Material for the task.
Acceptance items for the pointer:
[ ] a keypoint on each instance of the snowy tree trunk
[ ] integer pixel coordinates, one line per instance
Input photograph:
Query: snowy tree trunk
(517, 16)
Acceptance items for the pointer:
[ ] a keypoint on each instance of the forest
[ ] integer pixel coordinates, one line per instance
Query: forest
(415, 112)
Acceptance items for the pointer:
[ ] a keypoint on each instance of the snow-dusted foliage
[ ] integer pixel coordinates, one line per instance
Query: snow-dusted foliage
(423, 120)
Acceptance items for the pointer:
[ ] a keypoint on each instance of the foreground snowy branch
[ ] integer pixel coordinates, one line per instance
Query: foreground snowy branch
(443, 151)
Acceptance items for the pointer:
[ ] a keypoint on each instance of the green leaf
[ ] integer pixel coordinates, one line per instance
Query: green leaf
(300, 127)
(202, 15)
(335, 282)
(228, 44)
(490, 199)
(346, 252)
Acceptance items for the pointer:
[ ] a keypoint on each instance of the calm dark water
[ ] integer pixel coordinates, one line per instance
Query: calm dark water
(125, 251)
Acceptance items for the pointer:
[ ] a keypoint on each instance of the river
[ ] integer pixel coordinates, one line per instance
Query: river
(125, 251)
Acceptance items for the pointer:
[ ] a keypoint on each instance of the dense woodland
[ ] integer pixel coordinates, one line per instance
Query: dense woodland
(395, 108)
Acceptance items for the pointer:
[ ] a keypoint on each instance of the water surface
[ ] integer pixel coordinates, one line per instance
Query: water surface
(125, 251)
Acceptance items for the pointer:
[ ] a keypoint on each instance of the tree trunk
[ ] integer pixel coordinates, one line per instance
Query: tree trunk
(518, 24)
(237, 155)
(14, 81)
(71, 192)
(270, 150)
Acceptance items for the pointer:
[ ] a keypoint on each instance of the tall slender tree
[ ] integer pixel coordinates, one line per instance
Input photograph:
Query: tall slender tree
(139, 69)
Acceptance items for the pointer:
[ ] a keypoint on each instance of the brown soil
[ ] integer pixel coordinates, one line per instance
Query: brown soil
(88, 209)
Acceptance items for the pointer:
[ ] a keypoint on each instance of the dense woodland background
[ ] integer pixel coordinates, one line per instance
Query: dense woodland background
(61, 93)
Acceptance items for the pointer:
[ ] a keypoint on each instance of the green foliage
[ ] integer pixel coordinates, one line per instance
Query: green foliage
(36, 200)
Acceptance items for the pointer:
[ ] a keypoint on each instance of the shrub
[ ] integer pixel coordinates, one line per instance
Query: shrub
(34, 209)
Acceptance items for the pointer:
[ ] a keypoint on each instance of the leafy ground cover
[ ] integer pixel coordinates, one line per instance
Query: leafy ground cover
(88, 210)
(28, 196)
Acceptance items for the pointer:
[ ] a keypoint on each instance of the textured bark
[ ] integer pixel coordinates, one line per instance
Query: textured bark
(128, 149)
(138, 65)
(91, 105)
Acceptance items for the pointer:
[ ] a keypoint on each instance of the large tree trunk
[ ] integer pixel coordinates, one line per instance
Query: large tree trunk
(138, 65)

Objective. Repeat all of the entries exactly.

Result of the exercise.
Acceptance items for the pointer:
[ ] a keypoint on each instance of the snowy tree trunk
[ ] integer pixel coordinates, one line per instance
Input photograph:
Query: snowy tree trunk
(517, 16)
Acceptance items for the pointer:
[ ] a keypoint on each instance of the forest
[ ] integer pixel coordinates, one line per instance
Query: forest
(415, 112)
Acceptance items for the pointer:
[ ] a keypoint on each instance of the snow-dusted foliage
[ ] integer pixel coordinates, one line per instance
Query: snow-dusted foliage
(423, 120)
Acceptance items for the pointer:
[ ] a keypoint on each instance of the foreground snowy branch
[ ] integer pixel coordinates, one line per instance
Query: foreground snowy branch
(443, 151)
Acceptance items for the pointer:
[ ] a keypoint on each instance of the green leaf
[ ] integer pixel coordinates, one line per instance
Query: green leaf
(300, 127)
(202, 15)
(335, 282)
(228, 44)
(490, 199)
(346, 252)
Acceptance items for the pointer:
[ ] a keypoint on each instance of the calm dark water
[ ] integer pixel coordinates, one line per instance
Query: calm dark water
(125, 251)
Acceptance items for the pointer:
[ ] a keypoint on each instance of the river
[ ] integer pixel coordinates, one line per instance
Query: river
(125, 251)
Acceptance items for the pointer:
[ ] a keypoint on each instance of the dense woodland
[ ] integer pixel coordinates, one line per instance
Query: dense woodland
(395, 108)
Acceptance items for the pointer:
[ ] a keypoint on each instance of the water surface
[ ] integer pixel coordinates, one line per instance
Query: water surface
(125, 251)
Acceptance items for the pointer:
[ ] a keypoint on each instance of the tree trunk
[ ] integer pixel coordinates, one line per instance
Query: tree trunk
(518, 24)
(237, 155)
(14, 81)
(71, 192)
(270, 150)
Acceptance items for the pointer:
[ ] a keypoint on each instance of the tall slender tree
[ ] integer pixel coordinates, one line per instance
Input photograph:
Query: tall slender tree
(139, 69)
Acceptance items for the pointer:
[ ] a keypoint on each instance of the brown soil
[ ] integer pixel coordinates, one line per instance
Query: brown soil
(88, 209)
Acceptance items for the pointer:
[ ] a keypoint on each instance of the dense woodland background
[ ] integer pixel coordinates, one line per instance
Query: dense woodland background
(61, 93)
Acceptance items for the pointer:
[ ] a keypoint on each instance of the green foliage
[ ] integer pixel coordinates, one line per instance
Query: green foliage
(36, 200)
Acceptance items for the pointer:
[ ] a keypoint on each instance of the shrub
[ ] integer pixel coordinates, one line per instance
Query: shrub
(34, 209)
Acceptance items for the pointer:
[ ] a keypoint on each instance of the leafy ground cover
[ ] integer pixel coordinates, one line per instance
Query: leafy ground cover
(88, 210)
(28, 196)
Acceptance items for the pointer:
[ ] a keypoint on each instance of the textured bark
[ ] integer pixel coordinates, one line per instance
Query: textured bark
(128, 149)
(138, 65)
(91, 105)
Acceptance items for the pointer:
[ ] a keypoint on each instance of the large tree trunk
[ ] integer pixel coordinates, one line per instance
Query: large tree trunk
(138, 65)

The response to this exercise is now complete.